> Task requirements
How many lines of the data contain "below"? Reply with the number alone.

> Records from a data collection
^^^^^^^^
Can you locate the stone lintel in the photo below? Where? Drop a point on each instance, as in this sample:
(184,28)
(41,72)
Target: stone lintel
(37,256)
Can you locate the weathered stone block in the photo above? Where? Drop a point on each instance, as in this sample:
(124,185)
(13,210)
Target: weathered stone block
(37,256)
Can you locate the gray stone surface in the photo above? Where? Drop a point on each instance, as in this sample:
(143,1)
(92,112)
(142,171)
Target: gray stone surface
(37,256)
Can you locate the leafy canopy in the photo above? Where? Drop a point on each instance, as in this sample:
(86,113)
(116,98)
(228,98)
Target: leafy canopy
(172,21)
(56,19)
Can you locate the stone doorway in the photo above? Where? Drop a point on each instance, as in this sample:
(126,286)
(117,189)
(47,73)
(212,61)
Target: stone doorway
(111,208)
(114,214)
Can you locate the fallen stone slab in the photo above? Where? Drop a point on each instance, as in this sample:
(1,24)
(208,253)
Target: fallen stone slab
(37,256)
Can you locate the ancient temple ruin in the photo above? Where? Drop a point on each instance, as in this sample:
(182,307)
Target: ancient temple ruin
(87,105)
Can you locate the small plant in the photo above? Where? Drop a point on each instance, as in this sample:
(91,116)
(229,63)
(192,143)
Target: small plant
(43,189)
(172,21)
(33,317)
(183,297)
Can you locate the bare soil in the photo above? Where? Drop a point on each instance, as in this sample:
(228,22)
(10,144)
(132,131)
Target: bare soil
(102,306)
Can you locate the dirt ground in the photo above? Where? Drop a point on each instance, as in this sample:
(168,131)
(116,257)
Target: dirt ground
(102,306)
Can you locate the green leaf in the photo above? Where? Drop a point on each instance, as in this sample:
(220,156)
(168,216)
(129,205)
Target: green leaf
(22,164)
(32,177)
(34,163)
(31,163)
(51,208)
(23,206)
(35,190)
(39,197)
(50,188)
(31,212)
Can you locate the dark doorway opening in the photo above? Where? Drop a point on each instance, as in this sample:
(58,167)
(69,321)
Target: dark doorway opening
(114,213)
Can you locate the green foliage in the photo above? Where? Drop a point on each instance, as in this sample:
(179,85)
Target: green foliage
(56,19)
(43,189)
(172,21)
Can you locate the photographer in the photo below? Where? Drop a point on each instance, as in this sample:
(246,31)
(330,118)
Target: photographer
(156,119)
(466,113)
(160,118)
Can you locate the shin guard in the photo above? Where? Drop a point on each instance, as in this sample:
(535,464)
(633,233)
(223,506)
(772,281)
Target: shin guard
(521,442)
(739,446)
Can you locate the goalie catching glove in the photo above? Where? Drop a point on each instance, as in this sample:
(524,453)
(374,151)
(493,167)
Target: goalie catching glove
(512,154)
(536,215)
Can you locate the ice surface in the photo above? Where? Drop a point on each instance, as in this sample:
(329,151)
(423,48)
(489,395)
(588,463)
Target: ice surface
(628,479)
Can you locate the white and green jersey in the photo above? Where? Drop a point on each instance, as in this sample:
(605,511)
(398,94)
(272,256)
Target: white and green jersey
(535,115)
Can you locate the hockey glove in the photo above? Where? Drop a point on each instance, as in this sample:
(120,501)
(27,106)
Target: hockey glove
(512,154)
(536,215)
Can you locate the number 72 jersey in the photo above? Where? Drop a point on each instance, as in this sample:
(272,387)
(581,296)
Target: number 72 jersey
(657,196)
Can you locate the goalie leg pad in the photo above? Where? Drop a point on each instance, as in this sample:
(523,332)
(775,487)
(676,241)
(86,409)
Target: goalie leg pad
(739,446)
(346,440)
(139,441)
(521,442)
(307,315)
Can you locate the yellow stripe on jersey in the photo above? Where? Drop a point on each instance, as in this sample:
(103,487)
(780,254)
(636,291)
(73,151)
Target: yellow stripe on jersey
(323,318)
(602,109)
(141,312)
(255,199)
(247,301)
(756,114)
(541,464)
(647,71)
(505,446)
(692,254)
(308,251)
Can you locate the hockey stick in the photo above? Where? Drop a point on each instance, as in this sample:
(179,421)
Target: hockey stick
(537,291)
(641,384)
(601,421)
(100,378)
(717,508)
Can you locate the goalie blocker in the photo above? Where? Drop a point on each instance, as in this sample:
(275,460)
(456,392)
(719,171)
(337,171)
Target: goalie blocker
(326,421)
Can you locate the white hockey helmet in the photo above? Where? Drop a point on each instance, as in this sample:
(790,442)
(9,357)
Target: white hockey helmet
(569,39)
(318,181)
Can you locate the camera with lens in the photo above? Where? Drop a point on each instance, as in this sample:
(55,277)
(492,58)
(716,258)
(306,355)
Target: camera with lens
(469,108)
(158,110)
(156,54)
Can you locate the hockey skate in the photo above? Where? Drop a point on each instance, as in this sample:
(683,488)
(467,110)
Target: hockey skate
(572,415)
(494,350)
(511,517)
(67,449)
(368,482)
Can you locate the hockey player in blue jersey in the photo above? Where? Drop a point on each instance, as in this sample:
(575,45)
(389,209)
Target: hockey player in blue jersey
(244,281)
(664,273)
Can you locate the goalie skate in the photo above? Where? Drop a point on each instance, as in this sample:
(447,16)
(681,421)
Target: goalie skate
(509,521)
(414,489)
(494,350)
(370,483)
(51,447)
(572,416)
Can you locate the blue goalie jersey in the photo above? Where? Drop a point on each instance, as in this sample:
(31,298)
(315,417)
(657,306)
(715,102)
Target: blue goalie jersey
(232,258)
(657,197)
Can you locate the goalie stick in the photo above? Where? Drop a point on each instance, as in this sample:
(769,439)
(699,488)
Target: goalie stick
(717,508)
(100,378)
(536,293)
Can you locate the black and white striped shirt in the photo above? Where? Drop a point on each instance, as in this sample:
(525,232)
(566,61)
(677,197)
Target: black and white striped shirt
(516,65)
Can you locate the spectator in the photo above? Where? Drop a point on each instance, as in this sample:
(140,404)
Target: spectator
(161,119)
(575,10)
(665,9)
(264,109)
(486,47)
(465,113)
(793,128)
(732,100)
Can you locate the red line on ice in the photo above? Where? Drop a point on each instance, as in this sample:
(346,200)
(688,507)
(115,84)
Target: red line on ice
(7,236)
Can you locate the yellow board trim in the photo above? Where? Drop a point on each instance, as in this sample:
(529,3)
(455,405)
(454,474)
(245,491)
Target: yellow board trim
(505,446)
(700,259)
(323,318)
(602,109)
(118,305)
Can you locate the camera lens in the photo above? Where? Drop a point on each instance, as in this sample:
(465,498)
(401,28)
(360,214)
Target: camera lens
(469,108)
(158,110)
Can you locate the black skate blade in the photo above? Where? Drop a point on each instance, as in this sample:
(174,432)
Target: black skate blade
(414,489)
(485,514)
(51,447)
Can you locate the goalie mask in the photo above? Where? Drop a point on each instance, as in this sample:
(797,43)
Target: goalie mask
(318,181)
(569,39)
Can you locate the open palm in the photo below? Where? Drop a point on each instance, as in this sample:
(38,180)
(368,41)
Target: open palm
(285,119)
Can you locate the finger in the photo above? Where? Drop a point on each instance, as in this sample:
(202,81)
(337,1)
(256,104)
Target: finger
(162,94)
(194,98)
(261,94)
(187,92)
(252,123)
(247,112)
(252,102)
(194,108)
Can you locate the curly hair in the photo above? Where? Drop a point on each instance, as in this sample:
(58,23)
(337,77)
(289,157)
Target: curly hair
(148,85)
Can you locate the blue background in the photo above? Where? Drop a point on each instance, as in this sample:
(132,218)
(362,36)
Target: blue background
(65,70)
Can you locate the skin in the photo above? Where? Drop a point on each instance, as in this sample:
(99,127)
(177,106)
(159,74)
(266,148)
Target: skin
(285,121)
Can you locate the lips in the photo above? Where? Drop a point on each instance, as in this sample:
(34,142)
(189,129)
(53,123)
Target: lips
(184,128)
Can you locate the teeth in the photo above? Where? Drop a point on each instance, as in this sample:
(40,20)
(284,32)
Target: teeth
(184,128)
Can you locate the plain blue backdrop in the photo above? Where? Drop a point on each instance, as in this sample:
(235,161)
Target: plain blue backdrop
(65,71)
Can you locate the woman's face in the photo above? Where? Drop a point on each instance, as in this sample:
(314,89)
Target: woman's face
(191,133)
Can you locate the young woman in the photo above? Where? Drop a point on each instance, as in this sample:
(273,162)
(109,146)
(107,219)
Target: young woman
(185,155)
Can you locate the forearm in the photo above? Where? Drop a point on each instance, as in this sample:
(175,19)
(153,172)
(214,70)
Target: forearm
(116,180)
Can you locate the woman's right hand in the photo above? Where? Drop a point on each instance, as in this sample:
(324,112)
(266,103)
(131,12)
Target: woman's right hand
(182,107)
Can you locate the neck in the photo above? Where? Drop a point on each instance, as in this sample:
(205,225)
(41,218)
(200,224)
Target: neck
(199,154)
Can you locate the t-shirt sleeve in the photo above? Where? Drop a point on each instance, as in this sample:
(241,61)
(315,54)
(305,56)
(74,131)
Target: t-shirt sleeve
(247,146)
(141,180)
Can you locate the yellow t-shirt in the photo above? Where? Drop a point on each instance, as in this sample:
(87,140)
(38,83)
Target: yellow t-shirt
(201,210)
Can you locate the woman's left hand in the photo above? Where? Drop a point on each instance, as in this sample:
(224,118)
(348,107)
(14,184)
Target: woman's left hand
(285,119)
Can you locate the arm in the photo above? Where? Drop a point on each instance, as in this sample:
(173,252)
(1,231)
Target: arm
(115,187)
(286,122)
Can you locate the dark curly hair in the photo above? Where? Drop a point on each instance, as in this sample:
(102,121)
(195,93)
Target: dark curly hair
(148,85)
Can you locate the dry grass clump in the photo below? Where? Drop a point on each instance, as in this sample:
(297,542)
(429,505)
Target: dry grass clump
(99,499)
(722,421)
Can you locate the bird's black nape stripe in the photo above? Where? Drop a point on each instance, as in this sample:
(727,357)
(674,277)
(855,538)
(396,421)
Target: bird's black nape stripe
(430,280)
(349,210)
^^^^^^^^
> Result of the exercise
4